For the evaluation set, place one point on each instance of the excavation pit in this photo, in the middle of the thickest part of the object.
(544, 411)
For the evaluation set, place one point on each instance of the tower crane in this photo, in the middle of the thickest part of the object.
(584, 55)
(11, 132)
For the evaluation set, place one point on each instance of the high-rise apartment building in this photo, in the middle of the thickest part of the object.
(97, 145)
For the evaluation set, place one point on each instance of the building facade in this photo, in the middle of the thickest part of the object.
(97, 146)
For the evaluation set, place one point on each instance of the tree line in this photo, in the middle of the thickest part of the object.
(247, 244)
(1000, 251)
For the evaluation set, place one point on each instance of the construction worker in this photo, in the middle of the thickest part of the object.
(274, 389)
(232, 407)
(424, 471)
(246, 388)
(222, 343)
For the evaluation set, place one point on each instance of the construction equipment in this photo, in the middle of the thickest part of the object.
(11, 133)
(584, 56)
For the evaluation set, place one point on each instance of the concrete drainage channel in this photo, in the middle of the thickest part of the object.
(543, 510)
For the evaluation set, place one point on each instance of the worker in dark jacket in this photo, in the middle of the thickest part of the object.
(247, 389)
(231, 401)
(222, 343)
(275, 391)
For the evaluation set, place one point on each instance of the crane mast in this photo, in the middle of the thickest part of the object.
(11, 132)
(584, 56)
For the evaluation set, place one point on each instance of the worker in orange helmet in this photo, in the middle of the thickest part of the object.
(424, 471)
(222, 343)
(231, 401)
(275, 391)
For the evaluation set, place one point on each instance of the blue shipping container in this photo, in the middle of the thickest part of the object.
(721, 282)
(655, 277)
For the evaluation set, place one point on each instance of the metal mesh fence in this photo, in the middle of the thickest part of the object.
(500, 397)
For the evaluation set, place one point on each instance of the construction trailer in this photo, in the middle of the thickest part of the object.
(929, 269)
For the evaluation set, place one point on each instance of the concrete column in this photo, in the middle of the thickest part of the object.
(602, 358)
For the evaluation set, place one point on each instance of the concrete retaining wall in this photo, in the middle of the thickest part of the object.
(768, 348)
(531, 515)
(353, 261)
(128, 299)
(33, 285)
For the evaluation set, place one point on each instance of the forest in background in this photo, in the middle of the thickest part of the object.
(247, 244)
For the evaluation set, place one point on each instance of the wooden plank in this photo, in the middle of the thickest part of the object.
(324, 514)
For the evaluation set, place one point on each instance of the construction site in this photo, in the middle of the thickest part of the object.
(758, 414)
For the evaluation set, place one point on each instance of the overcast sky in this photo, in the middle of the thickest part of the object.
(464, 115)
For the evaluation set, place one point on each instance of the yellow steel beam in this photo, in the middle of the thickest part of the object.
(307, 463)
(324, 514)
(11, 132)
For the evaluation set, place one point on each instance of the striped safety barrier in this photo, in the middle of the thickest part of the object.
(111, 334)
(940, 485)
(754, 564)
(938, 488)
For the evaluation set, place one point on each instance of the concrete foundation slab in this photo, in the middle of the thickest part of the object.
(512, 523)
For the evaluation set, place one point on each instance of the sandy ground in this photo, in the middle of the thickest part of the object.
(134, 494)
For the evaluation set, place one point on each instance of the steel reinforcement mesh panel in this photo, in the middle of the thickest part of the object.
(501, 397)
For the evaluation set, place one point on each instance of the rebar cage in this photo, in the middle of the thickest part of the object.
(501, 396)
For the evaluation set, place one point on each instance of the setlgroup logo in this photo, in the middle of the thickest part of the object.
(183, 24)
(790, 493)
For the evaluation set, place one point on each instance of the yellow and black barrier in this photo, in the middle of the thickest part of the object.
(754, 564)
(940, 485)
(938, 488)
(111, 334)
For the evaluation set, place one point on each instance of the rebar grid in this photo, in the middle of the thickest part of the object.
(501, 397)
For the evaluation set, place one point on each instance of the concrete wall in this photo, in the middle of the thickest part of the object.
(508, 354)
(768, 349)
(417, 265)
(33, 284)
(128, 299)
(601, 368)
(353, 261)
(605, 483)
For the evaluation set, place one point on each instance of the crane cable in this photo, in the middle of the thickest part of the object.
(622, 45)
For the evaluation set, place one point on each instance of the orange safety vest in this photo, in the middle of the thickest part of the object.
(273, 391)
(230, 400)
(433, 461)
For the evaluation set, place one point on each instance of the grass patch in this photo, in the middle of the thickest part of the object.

• [What is being asked]
Reproduce all of the records with "thickest part" changed to "widest part" throughout, keeping everything else the same.

• [In response]
For the evaluation set, place one point on each instance of the excavation pit in this photo, in the middle of the widest part of the object.
(544, 411)
For the evaluation set, place one point on each instance of the tower crane in this photo, in the middle of the widest part of the object.
(584, 55)
(11, 132)
For the evaluation set, place one point on each instance of the high-rise apartment building in this photo, in the middle of the widest part of the object.
(97, 145)
For the evaluation set, place one point on each instance of the building facade in this photo, in the middle of the widest part of the object.
(97, 146)
For the evaluation set, place one point on each instance of the tree line in this photo, in the middle of the widest part of the object.
(247, 244)
(1000, 251)
For the evaluation set, place one point on each instance of the construction worker in this photo, in the middle of the widest part of the object.
(274, 389)
(232, 407)
(424, 471)
(246, 388)
(222, 343)
For the evaluation set, place one point on each instance of the construction equipment in this photo, in the middle of the widest part of the object.
(11, 133)
(584, 56)
For the evaluation set, place one point on each instance of the concrete drainage channel in this photo, in the middle of the widest part of the object.
(543, 510)
For the evaluation set, place one point on each instance of the worker in dark jacket in this photo, in the middle of the widest part of the object.
(247, 389)
(231, 401)
(222, 343)
(275, 391)
For the evaluation set, place one point on each instance of the crane mast in this photo, in the middle of the widest part of the object.
(11, 132)
(584, 56)
For the evaluation set, place one point on each instance of the worker in orange helmet in this photo, in the middle of the widest part of the object.
(424, 471)
(222, 343)
(231, 401)
(275, 391)
For the evaluation set, place one point on each instance of the blue shipping container in this photo, in the middle of the widest part of the object.
(721, 282)
(655, 277)
For the evaluation set, place one point on each instance of the metal mesh fence in this photo, in the middle of the widest part of the object.
(500, 397)
For the evaluation set, place one point on each instance of the construction trailer in this photo, in the middle of the widest part of the object.
(929, 269)
For the evaluation set, place one point on each instance of the concrete column in this photo, in the middle of the widest part of the object.
(602, 358)
For the evaluation set, place one point on each instance of the concrete retaining wall in this photo, in the middle of the widest part of the object.
(768, 348)
(531, 515)
(353, 261)
(128, 299)
(33, 285)
For the evaluation set, place one point on each instance of the forest in background in this photo, in the middle of the widest part of the object.
(247, 244)
For the evaluation set, place one point on each instance of the wooden plank in this photo, in the middle of the widest part of the object.
(324, 514)
For the evaluation set, place one point on each instance of the construction site in this photo, in the middle of the widest part of the object.
(758, 414)
For the evaluation set, place one point on each instance of the overcast sky in this photo, in the middle of the widest part of the object.
(464, 115)
For the evaluation set, place one point on each instance of the yellow steel beam in this photo, in the middle of the widest part of the object.
(307, 463)
(324, 514)
(11, 132)
For the evaluation set, place one point on each instance of the striped safety barrier in this photo, in the middle of the widest part of the object.
(111, 334)
(940, 485)
(754, 564)
(938, 488)
For the evaluation set, place one point on each instance of the concrete foundation slab in this photo, in the middle of the widest part of the object.
(512, 523)
For the evaluation set, place one point on each instance of the sandy ground in this photo, in the middle of the widest part of the object.
(134, 494)
For the evaluation set, place one point on each instance of the steel reinforcement mesh panel in this photo, in the middle of the widest part of the object.
(501, 397)
For the evaluation set, place one point on each instance of the rebar cage in this photo, in the middle of the widest part of the object.
(501, 396)
For the evaluation set, place one point on each instance of the setlgroup logo in this photo, in the middle of the widest part of the object.
(183, 24)
(790, 493)
For the evaluation set, place one point on each instance of the yellow and black barrier in this photo, in the middle of the widest part of the object.
(754, 564)
(940, 485)
(938, 488)
(111, 334)
For the evaluation set, place one point on each instance of the rebar grid in this photo, in the middle of the widest part of the object.
(501, 397)
For the evaluation set, place one point on each instance of the concrete wall in this photo, in the middle of the widest part of the object.
(508, 354)
(768, 349)
(417, 265)
(33, 284)
(128, 299)
(601, 368)
(353, 261)
(605, 483)
For the evaluation set, place one point on each instance of the crane cable in this photo, in the middle of the widest part of the object.
(622, 45)
For the evaluation set, place one point on each instance of the orange safety vest in this photo, in the middle of the widest part of the object.
(273, 391)
(230, 400)
(433, 461)
For the evaluation set, place one point on each instance of the grass patch in this photo, in the middle of the widest part of the object.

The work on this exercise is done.